In the data below, locate each line with the word "stalk" and list it.

Top of The data

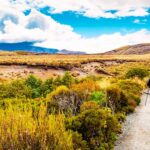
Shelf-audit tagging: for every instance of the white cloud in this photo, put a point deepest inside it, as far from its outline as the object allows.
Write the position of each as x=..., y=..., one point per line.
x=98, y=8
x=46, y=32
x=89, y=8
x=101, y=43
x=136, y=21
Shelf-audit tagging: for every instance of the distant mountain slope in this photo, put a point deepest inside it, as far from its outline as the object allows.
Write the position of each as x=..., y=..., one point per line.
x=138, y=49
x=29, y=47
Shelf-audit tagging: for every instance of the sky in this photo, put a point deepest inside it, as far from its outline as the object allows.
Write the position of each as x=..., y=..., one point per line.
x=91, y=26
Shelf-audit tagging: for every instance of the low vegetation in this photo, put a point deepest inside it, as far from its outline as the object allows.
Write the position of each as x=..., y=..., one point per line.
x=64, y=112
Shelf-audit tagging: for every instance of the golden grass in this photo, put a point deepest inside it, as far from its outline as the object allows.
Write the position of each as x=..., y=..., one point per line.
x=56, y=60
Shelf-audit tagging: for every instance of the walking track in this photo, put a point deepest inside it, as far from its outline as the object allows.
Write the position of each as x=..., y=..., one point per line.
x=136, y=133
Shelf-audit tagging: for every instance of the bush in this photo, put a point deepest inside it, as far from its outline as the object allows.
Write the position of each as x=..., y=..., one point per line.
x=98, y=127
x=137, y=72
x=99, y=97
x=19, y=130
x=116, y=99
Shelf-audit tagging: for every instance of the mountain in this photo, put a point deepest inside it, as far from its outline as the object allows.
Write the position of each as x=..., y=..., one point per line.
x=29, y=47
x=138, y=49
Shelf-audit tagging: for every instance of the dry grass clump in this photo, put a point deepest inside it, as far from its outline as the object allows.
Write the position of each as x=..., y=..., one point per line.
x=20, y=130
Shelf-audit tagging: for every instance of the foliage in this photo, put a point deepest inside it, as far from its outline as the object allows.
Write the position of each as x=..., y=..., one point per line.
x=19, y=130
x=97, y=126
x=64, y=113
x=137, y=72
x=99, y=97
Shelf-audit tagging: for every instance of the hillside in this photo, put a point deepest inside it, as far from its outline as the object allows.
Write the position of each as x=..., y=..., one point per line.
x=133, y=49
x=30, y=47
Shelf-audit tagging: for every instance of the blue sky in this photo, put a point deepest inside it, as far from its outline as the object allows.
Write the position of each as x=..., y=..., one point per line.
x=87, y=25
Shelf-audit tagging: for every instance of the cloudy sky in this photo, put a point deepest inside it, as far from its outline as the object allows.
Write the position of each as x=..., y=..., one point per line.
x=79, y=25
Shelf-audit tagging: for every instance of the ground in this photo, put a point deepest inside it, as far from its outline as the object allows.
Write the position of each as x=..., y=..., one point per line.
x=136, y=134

Bottom of The data
Top of The data

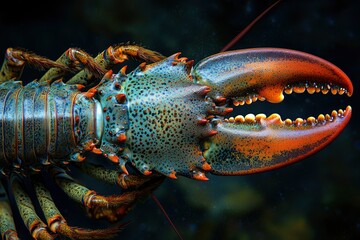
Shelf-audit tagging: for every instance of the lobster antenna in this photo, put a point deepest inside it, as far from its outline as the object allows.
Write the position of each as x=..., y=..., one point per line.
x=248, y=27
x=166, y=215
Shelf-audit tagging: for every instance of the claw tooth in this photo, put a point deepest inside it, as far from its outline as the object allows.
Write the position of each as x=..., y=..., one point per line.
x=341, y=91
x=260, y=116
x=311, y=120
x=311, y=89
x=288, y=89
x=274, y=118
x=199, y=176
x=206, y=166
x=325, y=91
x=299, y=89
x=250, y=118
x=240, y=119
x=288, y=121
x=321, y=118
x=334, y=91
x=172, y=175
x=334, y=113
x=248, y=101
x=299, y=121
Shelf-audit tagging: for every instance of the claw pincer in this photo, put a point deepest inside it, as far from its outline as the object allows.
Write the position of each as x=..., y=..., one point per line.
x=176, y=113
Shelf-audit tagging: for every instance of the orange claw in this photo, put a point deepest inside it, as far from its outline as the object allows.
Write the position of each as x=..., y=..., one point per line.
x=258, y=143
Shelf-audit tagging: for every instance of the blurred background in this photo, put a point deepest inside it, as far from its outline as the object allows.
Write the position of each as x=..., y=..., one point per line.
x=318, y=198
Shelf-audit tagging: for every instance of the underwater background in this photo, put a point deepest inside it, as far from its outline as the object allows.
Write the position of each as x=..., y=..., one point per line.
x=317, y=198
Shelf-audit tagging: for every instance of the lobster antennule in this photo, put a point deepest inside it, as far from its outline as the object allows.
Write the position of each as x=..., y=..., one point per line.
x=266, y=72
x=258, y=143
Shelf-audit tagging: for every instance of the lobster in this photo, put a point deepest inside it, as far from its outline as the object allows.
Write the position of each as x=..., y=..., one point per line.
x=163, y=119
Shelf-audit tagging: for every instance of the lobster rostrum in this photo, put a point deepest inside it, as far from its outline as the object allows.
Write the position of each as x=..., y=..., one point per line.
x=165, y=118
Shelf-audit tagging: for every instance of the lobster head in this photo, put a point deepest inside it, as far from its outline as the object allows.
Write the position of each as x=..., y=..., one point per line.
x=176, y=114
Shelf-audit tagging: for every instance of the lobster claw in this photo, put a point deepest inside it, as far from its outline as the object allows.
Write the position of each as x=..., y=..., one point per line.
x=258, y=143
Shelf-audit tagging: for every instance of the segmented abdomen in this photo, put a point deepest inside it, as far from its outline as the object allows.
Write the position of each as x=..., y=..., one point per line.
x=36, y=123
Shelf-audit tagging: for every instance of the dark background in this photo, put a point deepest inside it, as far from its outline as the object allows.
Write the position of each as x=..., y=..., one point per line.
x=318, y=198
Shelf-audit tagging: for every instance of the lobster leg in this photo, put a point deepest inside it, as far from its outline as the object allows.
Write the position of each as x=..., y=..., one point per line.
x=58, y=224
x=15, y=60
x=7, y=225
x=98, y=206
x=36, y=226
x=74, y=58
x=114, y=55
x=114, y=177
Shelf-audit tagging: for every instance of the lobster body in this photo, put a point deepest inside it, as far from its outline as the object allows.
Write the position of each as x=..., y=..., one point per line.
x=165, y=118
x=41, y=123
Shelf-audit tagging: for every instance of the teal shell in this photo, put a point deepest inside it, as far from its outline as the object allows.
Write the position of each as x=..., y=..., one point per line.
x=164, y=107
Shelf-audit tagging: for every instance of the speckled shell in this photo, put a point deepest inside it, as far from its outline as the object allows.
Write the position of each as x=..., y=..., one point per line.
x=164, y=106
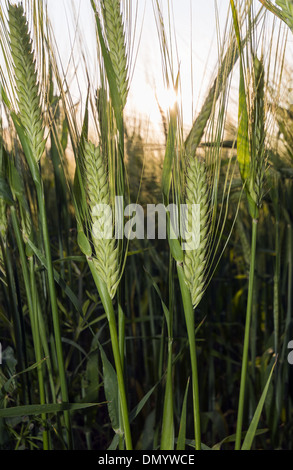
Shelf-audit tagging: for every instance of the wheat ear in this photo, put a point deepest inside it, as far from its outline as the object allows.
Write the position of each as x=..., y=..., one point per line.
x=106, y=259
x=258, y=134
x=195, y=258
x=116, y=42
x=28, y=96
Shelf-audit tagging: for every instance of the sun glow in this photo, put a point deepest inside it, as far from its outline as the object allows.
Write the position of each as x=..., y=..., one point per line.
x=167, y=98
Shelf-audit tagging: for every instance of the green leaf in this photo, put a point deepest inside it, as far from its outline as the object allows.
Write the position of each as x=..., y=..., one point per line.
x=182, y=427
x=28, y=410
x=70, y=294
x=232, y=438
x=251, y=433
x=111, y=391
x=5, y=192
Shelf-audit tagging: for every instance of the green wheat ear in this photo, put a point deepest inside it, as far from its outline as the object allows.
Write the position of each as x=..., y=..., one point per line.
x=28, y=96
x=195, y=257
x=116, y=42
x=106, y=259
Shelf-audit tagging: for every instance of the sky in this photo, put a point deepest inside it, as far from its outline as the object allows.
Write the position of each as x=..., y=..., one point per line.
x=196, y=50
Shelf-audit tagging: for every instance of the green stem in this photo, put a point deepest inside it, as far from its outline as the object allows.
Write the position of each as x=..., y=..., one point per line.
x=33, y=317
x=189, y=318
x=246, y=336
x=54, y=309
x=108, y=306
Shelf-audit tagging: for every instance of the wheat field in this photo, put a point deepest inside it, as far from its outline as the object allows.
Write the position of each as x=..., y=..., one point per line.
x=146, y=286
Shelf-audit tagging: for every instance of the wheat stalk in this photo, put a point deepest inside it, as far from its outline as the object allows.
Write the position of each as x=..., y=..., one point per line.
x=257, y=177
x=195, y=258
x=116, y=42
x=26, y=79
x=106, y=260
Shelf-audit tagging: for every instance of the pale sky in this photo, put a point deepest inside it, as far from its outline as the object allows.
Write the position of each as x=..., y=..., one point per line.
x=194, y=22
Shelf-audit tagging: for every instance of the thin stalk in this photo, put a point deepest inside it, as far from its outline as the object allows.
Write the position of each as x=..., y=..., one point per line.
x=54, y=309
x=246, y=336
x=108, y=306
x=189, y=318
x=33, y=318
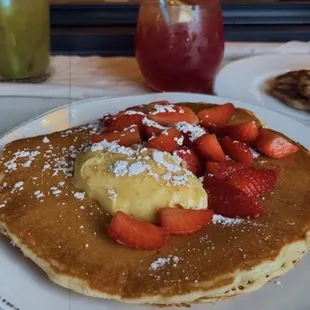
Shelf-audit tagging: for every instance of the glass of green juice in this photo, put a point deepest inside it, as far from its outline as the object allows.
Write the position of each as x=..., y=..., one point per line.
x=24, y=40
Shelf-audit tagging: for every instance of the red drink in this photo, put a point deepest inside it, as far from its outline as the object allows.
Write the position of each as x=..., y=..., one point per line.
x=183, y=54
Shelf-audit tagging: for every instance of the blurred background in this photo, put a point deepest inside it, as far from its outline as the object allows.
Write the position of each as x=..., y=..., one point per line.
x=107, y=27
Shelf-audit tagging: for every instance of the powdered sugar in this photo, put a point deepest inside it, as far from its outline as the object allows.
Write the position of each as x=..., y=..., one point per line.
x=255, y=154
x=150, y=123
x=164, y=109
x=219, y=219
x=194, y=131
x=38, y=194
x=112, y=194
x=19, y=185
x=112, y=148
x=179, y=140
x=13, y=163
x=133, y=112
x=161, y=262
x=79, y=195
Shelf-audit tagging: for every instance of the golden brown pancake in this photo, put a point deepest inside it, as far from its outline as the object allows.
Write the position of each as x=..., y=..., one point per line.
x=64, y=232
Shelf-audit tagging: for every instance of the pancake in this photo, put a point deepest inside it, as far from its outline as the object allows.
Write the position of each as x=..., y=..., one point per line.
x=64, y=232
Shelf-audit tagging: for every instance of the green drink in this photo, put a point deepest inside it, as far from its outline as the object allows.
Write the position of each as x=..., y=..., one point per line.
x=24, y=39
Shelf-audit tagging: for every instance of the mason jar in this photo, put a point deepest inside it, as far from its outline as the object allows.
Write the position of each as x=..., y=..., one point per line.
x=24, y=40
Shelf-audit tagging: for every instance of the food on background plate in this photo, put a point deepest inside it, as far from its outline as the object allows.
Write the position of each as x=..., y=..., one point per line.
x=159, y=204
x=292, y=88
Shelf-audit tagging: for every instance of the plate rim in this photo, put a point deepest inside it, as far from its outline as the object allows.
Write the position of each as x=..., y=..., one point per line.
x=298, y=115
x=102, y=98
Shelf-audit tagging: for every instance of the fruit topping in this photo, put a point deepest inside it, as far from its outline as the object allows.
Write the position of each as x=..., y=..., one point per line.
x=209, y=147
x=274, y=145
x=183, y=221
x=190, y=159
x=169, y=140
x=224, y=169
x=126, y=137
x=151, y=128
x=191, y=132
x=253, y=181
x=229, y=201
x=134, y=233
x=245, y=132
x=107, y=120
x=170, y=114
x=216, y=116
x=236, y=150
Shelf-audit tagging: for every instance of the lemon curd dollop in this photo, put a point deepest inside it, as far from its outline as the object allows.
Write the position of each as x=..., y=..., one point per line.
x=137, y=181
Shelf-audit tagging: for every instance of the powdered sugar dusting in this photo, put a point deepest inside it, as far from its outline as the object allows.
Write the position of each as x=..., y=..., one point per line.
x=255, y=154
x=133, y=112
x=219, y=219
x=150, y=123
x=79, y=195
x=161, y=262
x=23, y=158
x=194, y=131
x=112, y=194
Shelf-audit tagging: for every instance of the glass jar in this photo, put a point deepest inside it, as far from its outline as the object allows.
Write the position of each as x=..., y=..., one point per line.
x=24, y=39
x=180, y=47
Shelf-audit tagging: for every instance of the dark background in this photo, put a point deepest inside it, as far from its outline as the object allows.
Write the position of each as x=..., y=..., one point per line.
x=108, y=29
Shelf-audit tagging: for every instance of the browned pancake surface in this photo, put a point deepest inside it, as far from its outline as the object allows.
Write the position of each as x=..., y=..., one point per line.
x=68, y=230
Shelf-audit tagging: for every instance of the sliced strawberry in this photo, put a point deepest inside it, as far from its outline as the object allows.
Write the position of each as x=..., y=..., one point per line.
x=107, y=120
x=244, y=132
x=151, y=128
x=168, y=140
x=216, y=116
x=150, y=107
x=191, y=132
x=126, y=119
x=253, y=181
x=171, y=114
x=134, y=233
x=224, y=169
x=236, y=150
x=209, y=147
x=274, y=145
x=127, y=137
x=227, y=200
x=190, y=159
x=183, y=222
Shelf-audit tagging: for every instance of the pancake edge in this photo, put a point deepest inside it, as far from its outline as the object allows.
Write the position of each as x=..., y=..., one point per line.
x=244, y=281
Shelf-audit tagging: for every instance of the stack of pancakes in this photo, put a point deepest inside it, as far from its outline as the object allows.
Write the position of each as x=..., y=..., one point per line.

Bottom of The data
Top of The data

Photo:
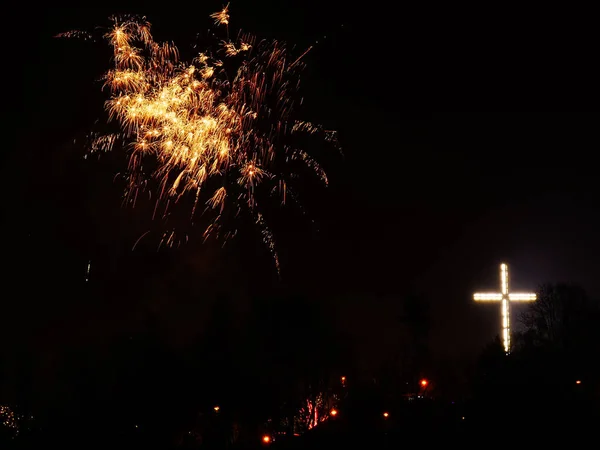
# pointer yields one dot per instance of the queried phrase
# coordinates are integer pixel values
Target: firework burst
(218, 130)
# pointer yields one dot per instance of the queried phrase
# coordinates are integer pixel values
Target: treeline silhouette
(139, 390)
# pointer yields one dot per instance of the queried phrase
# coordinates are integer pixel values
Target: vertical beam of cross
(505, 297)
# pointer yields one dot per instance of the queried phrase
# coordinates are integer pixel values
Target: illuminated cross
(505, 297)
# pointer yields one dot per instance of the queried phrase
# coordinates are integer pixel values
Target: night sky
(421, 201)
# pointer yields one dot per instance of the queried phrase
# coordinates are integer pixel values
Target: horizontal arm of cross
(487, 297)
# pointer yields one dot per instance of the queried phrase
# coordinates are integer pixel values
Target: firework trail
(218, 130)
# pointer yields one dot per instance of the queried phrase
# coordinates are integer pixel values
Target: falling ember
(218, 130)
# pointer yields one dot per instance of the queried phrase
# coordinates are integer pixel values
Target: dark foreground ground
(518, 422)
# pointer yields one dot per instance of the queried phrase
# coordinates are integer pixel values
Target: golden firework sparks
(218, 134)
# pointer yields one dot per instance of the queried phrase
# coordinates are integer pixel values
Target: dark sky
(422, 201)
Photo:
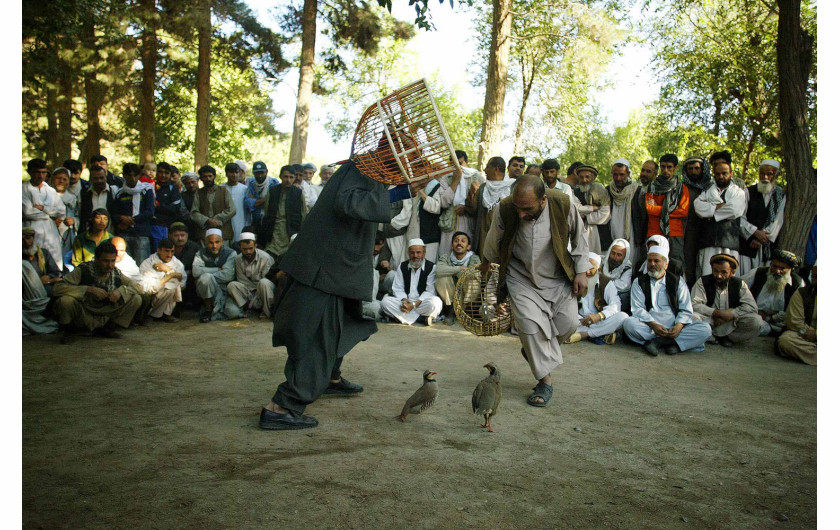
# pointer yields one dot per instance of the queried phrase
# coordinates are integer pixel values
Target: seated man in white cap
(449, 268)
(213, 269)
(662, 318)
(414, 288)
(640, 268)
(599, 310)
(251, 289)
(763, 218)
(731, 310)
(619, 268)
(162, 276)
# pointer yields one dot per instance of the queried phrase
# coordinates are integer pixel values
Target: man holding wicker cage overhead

Bottom of The data

## Task result
Shelf-audit tagging: for every instance of the wheat stalk in this photo, put a point deepest inside it, as far from its outline as the object allows.
Shelf-audit tagging: for every instance of the thin stalk in this photo, put a point deepest inside it, as far from its outline as the object allows.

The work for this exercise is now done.